-- Provided data start --

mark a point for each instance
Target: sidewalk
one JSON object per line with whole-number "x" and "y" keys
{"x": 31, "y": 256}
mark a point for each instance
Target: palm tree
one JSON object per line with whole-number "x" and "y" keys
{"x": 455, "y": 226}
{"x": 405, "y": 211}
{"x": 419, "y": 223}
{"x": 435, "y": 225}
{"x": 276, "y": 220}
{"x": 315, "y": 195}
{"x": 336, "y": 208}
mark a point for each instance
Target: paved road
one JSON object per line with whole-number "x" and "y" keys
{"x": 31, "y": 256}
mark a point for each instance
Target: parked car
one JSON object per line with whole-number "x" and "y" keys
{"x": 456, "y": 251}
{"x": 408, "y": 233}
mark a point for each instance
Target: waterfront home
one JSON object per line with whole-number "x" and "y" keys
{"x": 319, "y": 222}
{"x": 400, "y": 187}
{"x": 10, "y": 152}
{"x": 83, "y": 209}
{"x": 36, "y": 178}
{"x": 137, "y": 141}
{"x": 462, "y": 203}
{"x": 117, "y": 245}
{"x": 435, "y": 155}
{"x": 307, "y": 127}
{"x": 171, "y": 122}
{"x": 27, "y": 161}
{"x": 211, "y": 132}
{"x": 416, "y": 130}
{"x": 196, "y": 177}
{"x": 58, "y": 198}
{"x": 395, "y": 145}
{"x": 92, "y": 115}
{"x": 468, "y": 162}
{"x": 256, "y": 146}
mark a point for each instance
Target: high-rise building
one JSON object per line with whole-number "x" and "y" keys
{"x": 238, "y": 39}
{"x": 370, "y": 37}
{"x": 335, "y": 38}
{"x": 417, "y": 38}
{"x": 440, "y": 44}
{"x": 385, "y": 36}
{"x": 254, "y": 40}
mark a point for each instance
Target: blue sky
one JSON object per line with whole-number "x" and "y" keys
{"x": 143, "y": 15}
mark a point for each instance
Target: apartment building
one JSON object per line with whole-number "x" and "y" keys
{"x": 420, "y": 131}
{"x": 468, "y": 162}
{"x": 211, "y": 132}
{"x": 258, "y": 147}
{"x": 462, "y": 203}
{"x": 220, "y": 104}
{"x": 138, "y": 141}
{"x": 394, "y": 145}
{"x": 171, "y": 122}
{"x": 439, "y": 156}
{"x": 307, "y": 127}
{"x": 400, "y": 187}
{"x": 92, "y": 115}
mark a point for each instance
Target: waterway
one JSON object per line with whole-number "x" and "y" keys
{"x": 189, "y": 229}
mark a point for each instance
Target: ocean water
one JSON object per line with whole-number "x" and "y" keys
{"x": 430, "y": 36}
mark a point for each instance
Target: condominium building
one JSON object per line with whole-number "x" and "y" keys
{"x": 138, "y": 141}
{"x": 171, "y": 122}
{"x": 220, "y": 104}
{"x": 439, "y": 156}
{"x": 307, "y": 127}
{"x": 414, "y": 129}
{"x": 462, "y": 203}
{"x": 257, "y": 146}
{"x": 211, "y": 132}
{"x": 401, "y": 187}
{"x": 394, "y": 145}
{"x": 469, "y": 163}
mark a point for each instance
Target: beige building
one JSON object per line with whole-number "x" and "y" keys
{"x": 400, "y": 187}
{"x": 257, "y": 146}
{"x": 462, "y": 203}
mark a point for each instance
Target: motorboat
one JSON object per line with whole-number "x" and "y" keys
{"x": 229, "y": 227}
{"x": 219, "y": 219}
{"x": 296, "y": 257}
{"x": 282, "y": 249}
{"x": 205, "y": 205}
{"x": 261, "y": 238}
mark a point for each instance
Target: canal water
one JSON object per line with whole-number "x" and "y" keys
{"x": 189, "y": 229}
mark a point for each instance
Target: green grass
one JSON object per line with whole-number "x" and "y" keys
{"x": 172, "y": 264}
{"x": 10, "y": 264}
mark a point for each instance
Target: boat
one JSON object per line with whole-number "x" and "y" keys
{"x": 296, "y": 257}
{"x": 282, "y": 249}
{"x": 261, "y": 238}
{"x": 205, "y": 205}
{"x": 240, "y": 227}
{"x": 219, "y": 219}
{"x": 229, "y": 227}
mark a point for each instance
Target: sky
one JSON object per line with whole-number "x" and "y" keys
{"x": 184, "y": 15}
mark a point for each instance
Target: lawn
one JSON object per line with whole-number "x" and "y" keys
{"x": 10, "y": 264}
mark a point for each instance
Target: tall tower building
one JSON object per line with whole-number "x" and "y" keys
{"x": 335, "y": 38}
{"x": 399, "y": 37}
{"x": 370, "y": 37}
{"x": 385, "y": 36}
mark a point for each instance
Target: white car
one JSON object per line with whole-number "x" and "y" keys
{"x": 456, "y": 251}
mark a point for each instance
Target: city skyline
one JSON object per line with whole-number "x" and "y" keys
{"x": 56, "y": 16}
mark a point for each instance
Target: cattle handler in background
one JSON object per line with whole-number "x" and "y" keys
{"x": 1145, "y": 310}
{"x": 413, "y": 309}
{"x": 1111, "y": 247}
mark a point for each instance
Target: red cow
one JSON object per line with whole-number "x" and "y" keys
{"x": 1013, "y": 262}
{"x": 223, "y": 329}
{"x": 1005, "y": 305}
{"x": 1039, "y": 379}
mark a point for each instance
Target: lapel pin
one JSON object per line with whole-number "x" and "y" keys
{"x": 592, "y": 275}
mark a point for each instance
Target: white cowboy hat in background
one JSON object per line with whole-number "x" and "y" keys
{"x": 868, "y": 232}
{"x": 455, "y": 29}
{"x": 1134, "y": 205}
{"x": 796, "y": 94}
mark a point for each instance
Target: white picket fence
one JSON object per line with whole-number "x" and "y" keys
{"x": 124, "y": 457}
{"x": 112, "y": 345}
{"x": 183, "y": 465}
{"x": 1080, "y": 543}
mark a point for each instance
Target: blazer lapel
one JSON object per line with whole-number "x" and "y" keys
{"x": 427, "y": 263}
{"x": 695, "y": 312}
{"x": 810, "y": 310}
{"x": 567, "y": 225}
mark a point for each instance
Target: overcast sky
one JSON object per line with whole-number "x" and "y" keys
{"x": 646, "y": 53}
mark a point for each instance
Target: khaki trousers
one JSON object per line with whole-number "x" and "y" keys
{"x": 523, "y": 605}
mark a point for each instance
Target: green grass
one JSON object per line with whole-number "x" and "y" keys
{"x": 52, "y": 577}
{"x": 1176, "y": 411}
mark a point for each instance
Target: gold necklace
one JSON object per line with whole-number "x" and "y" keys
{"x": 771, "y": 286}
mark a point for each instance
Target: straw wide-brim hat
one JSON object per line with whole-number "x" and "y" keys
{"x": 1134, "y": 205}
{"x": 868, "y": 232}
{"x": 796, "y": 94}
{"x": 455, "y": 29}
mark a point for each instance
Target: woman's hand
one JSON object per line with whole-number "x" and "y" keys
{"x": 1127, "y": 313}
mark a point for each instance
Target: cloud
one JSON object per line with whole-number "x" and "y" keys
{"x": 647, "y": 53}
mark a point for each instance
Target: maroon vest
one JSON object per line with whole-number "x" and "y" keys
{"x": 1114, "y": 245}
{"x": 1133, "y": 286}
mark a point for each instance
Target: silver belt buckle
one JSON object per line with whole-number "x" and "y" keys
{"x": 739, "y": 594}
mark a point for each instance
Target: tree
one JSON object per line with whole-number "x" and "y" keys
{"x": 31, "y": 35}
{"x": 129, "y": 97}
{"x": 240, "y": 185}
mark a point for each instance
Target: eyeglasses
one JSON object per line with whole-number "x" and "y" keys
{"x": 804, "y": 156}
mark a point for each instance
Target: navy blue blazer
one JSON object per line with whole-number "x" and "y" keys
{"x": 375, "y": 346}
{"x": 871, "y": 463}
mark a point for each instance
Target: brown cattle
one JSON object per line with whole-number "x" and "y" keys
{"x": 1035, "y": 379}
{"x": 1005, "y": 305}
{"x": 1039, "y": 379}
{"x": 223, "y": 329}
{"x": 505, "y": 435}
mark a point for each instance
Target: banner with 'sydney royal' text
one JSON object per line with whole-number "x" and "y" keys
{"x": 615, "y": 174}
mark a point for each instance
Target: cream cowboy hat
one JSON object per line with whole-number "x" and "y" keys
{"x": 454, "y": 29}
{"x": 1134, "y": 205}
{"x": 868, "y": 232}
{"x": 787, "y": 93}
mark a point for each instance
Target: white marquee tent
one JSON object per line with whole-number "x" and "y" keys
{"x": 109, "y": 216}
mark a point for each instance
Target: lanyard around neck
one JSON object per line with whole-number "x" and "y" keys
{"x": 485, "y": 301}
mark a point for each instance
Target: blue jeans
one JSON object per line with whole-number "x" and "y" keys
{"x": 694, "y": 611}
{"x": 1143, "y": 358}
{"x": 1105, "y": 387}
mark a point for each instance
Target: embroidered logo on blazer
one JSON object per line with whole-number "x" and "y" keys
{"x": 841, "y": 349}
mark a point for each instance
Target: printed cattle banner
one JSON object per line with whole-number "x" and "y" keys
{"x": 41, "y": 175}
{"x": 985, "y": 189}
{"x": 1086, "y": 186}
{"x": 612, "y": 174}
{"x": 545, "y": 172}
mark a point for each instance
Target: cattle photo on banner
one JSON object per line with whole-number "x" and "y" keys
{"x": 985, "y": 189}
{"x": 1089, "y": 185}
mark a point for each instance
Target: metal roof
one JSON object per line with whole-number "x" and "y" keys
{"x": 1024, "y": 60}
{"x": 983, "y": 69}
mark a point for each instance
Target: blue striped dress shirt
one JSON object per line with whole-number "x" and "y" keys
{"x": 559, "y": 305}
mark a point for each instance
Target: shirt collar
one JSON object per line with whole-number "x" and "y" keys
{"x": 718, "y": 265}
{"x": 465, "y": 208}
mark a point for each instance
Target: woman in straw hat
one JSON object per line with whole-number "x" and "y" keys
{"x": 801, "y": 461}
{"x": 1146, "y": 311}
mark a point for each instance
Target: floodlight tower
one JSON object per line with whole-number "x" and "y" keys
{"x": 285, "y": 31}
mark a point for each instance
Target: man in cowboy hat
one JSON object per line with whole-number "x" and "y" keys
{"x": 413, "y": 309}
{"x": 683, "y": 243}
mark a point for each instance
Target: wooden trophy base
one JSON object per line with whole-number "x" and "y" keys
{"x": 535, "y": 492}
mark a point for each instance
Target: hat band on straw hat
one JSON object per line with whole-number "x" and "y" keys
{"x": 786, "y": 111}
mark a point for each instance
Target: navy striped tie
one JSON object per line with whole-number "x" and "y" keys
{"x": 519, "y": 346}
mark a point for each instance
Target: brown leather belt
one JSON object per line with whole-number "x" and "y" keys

-- Provided data end --

Gather every line of the material that contains the string "straw". Case counts.

Target: straw wide-brim hat
Target: woman in straw hat
Target: hat band on straw hat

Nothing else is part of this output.